- **Exercise instructions**: The answer must consist of every line in the records that contains the word "query".

- **Information supplied**:
==========

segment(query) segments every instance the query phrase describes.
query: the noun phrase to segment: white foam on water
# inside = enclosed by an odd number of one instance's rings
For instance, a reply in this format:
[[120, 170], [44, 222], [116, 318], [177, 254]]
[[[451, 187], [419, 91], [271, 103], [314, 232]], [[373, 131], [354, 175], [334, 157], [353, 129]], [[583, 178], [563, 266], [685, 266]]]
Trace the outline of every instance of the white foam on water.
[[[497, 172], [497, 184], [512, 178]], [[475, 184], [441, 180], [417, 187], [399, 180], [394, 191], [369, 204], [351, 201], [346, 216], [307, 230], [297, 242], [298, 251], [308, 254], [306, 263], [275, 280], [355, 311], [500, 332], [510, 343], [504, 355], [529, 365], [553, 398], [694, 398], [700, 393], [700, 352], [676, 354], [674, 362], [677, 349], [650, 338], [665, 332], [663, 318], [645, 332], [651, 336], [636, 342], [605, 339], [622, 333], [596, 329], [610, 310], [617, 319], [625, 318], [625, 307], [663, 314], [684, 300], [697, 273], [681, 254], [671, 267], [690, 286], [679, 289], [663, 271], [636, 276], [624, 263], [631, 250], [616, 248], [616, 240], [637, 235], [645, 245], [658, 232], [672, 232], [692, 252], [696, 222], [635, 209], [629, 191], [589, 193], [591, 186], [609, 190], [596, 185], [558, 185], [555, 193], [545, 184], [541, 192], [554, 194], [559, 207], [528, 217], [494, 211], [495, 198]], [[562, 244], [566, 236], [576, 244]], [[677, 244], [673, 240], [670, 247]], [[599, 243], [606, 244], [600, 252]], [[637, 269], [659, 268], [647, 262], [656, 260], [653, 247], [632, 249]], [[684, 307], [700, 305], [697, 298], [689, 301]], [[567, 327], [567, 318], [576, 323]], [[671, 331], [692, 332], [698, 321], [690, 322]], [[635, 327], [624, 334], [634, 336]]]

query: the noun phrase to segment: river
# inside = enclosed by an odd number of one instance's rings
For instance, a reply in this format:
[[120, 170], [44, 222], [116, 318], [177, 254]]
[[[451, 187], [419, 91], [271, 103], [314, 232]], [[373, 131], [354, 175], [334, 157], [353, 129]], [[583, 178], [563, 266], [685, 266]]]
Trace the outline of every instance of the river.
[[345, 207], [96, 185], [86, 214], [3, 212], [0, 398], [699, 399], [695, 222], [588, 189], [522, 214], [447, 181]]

==========

- **Solution to the problem**:
segment(query) segments every instance the query phrase describes.
query: the noun phrase to segment: white foam on water
query: the noun phrase to segment: river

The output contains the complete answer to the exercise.